Each entry has to be copied exactly, with nothing missed.

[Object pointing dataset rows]
(begin)

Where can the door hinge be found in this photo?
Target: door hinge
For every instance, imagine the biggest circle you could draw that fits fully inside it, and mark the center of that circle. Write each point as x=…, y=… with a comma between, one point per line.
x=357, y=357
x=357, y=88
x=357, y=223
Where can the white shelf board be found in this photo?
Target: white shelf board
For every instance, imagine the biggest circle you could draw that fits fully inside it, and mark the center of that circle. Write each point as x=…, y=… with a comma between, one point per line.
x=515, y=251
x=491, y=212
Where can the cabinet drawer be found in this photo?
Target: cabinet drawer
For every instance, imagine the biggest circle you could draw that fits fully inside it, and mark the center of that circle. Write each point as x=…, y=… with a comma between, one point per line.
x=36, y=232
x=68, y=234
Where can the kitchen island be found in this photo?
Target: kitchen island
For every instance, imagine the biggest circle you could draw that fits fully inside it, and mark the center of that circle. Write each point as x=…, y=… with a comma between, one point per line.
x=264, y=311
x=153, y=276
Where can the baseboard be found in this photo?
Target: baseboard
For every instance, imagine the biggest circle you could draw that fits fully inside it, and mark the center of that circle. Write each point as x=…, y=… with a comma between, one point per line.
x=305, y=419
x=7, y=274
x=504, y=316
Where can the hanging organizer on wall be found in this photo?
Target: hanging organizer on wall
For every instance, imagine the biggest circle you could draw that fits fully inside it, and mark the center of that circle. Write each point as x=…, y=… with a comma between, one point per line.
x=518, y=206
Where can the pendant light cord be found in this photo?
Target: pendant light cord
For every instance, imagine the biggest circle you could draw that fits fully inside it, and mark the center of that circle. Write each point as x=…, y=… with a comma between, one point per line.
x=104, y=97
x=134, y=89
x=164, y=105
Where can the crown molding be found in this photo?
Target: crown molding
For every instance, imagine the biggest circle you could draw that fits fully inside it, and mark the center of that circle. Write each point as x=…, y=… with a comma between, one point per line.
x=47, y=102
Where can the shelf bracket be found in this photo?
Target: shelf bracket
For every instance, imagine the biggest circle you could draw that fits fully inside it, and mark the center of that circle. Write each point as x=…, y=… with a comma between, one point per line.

(end)

* [COMPLETE RESPONSE]:
Where can the door hinge be found in this photo?
Target: door hinge
For every instance, imagine the biggest circle you could draw that fits fully inside it, and mark the center of that circle. Write each point as x=…, y=… with a comma between, one point per line.
x=357, y=357
x=357, y=88
x=357, y=223
Where can the white shelf board be found in this photo?
Target: white shelf board
For every instance, imagine the biggest circle you could draw that fits fully inside it, and mark the center of that circle. Write each point as x=…, y=… with a comma between, one point per line.
x=515, y=251
x=491, y=212
Where can the cabinet drawer be found in this photo?
Target: cabinet drawer
For every instance, imagine the biggest circle you could draw that fits fully inside it, and mark the center of that circle. Write each point as x=…, y=… with a comma between, one point per line.
x=36, y=232
x=68, y=234
Where can the kitchen island be found in this photo?
Target: kitchen island
For every instance, imagine the biggest circle you could draw that fits fully inside it, and mark the center of that circle. Write each point as x=…, y=… with a comma between, one point per line.
x=264, y=311
x=153, y=276
Where can the baseboard be found in this photo?
Target: baseboard
For every instance, imagine the biggest circle you could draw that fits fully inside it, and mark the center of that circle. Write each point as x=…, y=… with a comma between, one point per line.
x=305, y=419
x=7, y=274
x=504, y=316
Where can the hanging organizer on wall be found in this photo?
Target: hanging organizer on wall
For every instance, imagine the biggest circle you could draw that fits fully inside it, and mark the center of that circle. Write each point as x=…, y=… with a comma between, one point per line.
x=518, y=206
Where can the pendant light cord be found in this photo?
Target: pendant light cord
For every instance, imagine the biggest circle you could draw that fits fully inside it, and mark the center of that circle. Write each point as x=…, y=… with a comma between, one point per line.
x=104, y=97
x=134, y=89
x=164, y=105
Where can the crown molding be found in this photo?
Target: crown molding
For every instance, imagine the biggest circle you could draw that fits fully inside it, and mark the center of that circle. Write each point as x=…, y=… with a comma between, one point per line.
x=47, y=102
Where can the shelf bracket be found in this photo?
Target: shelf bracket
For every instance, imagine the biggest circle you could draw that fits fully inside it, and mark the center of that circle. Write each point as x=…, y=… with a comma between, one point per line.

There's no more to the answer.